Stored entries:
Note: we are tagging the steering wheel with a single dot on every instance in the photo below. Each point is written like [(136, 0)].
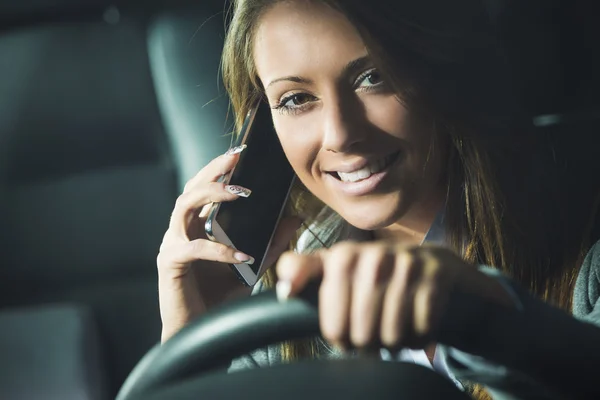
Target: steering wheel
[(192, 363)]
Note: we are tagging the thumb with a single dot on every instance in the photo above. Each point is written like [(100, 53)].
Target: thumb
[(281, 239)]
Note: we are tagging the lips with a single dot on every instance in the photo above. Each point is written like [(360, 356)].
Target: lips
[(373, 167)]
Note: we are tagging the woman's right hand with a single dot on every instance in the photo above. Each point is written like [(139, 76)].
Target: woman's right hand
[(193, 271)]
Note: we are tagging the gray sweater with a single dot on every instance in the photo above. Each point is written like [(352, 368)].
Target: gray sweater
[(545, 352)]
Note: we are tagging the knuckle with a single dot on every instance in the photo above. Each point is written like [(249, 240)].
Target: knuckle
[(390, 339), (222, 250), (196, 247), (182, 201)]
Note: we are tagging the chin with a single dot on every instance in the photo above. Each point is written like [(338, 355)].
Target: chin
[(374, 215)]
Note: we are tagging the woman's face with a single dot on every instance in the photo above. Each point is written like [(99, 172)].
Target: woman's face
[(346, 134)]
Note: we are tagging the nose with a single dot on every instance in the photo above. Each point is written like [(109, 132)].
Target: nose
[(343, 130)]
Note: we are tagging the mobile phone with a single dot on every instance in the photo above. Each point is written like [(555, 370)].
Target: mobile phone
[(248, 224)]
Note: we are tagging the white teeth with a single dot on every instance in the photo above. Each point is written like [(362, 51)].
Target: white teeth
[(355, 176)]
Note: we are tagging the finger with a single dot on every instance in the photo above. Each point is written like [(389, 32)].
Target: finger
[(430, 300), (188, 203), (294, 271), (184, 253), (281, 238), (398, 301), (215, 168), (374, 269), (335, 294)]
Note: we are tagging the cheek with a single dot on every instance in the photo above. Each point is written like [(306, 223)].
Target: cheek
[(387, 114), (300, 143)]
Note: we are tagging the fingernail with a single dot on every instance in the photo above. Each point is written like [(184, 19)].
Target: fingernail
[(235, 150), (238, 190), (283, 289), (245, 258)]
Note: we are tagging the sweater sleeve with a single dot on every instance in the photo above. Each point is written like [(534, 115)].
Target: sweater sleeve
[(536, 351)]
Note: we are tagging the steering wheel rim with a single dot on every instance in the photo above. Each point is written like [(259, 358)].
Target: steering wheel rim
[(235, 329)]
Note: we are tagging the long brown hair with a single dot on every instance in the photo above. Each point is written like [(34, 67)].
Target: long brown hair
[(500, 211)]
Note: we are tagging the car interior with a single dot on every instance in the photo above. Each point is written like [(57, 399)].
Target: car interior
[(106, 110)]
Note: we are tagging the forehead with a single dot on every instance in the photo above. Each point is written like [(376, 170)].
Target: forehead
[(300, 37)]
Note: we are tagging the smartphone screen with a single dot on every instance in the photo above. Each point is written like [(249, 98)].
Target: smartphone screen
[(249, 223)]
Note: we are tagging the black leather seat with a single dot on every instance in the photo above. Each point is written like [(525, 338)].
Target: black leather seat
[(90, 165)]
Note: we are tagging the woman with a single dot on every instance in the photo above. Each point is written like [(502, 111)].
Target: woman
[(380, 111)]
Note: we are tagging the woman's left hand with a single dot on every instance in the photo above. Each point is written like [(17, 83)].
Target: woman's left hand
[(378, 294)]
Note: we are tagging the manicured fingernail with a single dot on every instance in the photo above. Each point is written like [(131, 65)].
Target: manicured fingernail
[(283, 289), (245, 258), (235, 150), (238, 190)]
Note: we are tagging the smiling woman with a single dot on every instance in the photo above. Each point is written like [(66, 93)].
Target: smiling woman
[(390, 114)]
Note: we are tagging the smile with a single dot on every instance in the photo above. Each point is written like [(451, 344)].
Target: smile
[(365, 179)]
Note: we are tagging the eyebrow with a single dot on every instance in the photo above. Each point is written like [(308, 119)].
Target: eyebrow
[(349, 69)]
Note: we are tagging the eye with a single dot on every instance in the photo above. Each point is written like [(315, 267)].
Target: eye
[(294, 102), (369, 79)]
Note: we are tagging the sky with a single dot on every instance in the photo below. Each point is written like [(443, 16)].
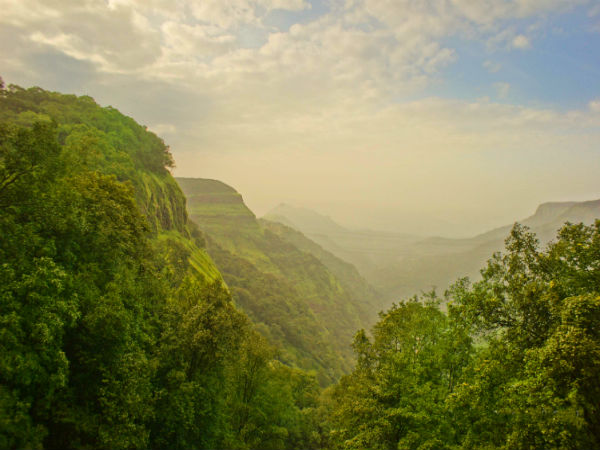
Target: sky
[(426, 116)]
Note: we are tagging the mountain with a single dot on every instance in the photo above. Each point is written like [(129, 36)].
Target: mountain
[(309, 306), (400, 265), (364, 249), (117, 329)]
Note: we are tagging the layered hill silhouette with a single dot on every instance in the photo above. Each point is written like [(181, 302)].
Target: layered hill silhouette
[(301, 297), (401, 265)]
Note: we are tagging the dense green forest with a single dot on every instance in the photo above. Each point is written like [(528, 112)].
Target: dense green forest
[(118, 331), (303, 299)]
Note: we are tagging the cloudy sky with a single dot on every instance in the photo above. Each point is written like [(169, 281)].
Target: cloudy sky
[(414, 115)]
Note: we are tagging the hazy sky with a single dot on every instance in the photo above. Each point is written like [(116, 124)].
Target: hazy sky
[(380, 113)]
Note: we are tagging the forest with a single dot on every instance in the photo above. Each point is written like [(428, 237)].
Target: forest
[(118, 329)]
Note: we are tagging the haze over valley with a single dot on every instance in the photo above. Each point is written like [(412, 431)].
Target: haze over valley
[(300, 224)]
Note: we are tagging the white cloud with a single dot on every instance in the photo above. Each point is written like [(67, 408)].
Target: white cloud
[(521, 42), (322, 99), (502, 89), (491, 66)]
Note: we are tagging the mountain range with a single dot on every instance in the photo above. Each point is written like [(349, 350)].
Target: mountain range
[(401, 265), (304, 299)]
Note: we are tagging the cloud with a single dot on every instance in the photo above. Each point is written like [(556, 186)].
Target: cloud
[(502, 89), (323, 99), (521, 42), (491, 66)]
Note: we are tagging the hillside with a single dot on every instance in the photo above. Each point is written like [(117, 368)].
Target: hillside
[(309, 310), (401, 265), (116, 329)]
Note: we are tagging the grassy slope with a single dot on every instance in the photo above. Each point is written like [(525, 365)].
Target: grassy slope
[(115, 144), (289, 292), (400, 267)]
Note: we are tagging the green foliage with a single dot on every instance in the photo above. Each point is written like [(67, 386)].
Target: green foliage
[(116, 330), (395, 398), (305, 301)]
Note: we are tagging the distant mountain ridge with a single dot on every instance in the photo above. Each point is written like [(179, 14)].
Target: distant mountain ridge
[(301, 297), (400, 265)]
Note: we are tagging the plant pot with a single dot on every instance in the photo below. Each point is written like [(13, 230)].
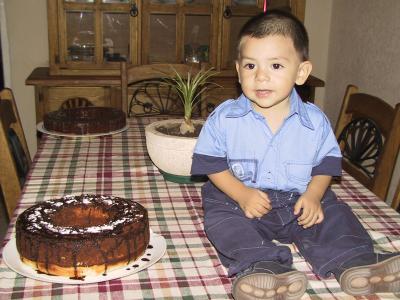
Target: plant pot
[(172, 155)]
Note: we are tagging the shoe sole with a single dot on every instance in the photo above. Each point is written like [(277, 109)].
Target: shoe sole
[(286, 286), (365, 280)]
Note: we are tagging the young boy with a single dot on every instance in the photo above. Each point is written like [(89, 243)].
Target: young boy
[(270, 158)]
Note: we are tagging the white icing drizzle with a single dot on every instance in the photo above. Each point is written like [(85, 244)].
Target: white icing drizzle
[(38, 215)]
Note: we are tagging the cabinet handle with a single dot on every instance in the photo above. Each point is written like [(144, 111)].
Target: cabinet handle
[(134, 11), (227, 12)]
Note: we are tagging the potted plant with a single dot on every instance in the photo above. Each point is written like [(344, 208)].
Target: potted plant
[(170, 143)]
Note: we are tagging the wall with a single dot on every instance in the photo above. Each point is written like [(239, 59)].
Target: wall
[(27, 35), (364, 48), (318, 22)]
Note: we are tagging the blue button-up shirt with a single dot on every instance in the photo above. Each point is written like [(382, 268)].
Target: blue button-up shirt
[(237, 137)]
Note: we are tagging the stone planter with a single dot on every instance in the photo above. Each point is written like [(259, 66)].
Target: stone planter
[(172, 155)]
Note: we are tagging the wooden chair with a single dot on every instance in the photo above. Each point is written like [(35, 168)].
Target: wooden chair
[(14, 154), (368, 131), (396, 198), (144, 91)]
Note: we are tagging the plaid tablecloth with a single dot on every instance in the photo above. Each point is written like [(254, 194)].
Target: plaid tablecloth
[(190, 269)]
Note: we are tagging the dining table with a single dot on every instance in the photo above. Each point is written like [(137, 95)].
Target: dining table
[(118, 164)]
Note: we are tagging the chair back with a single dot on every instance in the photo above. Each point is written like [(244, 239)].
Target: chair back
[(368, 132), (15, 160), (396, 198), (76, 102), (145, 92)]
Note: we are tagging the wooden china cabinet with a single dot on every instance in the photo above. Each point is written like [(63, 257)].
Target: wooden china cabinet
[(89, 38)]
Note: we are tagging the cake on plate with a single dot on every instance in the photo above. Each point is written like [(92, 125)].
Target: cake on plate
[(85, 120), (78, 236)]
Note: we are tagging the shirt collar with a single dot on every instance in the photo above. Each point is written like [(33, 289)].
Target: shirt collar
[(242, 106)]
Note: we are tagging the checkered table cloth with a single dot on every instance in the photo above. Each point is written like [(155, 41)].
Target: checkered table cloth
[(190, 269)]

Assignment.
Go over the data above and copy every line that has the word "below" in it.

Answer.
Note: we are tagging the steering wheel with a single dot on every instance in the photo below. Each point is written like [(136, 0)].
Note: we are tagging the sky with a single dot on every instance in the photo below. Each point is written like [(443, 16)].
Note: we are tagging the plant pot with a single dot on every instance in the photo below. Each point is written like [(13, 230)].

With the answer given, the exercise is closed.